* OBJECTIVE A *
Return every line of the listing that follows the passage on Starbucks and Chipotle as a JSON list of strings, one string per line, with blank lines omitted. Leave the picture out of your answer.

* PASSAGE PROVIDED *
· · · · ·

The most popular Starbucks drinks are loaded with sugar, and are often high in fat, as well. Many have more grams of sugar than the often-demonized 12 oz. Coca-Cola. They certainly exceed the recommended daily intake of sugar.
Chipotle isn't exactly health food, either. The average order at Chipotle comes in at around 1,070 calories, 75% of the recommended daily intake of saturated fat, and a whopping nearly-2,400 milligrams of sodium.
This is not only hypocrisy at taxpayer expense, but absurd when one considers Council President Leventhal's longstanding crusade against fast food restaurants in the county.
In 2008, Leventhal was quoted as saying, "school policies should support parents, and not let junk-food marketers go around parents’ backs directly to young children." Yet, the Healthy Montgomery initiative he co-chairs is literally going around parents' backs, and delivering Starbucks and Chipotle marketing and food "directly to young children." "It’s incredible, the extent to which our kids are subjected to [fast food] advertising," Leventhal told an audience of students and parents in 2007.
Sure, you can absolutely order healthy food and drinks at Starbucks and Chipotle. But you can at McDonald's and Wendy's, as well. Leventhal memorably took a publicity stunt trip to Wendy's, remarking on the nutritional content of the Baconator. He didn't mention that Wendy's also offers a line of salads and baked potatoes that are far healthier than the average Starbucks or Chipotle order.
The county just added new taxes on electronic cigarettes and Airbnb. And as Bill Turque writes in the Washington Post, the just-approved County budget increases spending by about $90 million, and your property tax bill "will tick upward slightly." A new property tax increase is being floated for next year's budget. And a majority of the Council voted to keep the Energy Tax the same, despite having promised to eliminate the massive increase it passed in 2010 in 2012. They lied to taxpayers. Period.
It's amazing that residents will be paying more and new taxes, under a new county budget that is bigger than last year's, and yet there is somehow money left for escapades such as this.

· · · · ·

* OBJECTIVE B *
Rewrite the part of the passage on Starbucks and Chipotle that opens with the words containing "Chipotle isn't exactly" and closes with "milligrams of sodium.", changing "sodium" to "salt".

* RECORDS *

· · · · ·

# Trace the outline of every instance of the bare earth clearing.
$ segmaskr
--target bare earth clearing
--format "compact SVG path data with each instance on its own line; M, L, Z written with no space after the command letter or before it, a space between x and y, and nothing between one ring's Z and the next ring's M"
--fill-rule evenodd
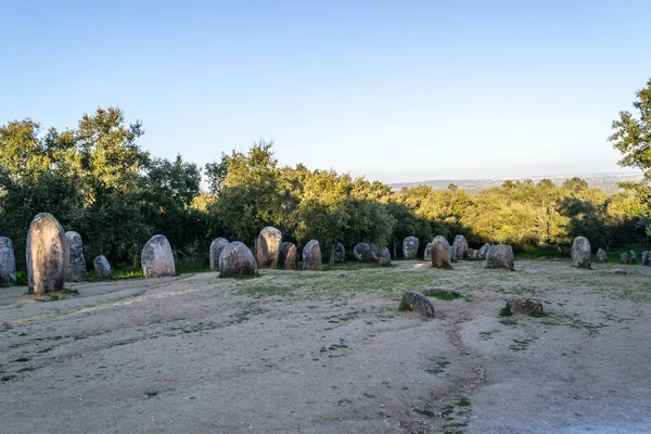
M0 431L651 432L651 268L515 267L0 290ZM432 298L431 320L396 309L426 288L463 297ZM550 316L499 318L513 296Z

· · · · ·

* TASK OUTPUT A *
[
  "# Trace the outline of every instance of the bare earth clearing.",
  "$ segmaskr",
  "--target bare earth clearing",
  "--format \"compact SVG path data with each instance on its own line; M, L, Z written with no space after the command letter or before it, a space between x and y, and nothing between one ring's Z and the next ring's M\"",
  "--fill-rule evenodd",
  "M0 431L651 432L651 268L515 267L0 290ZM432 298L431 320L396 309L426 288L463 297ZM550 316L499 318L513 296Z"
]

* TASK OUTPUT B *
Chipotle isn't exactly health food, either. The average order at Chipotle comes in at around 1,070 calories, 75% of the recommended daily intake of saturated fat, and a whopping nearly-2,400 milligrams of salt.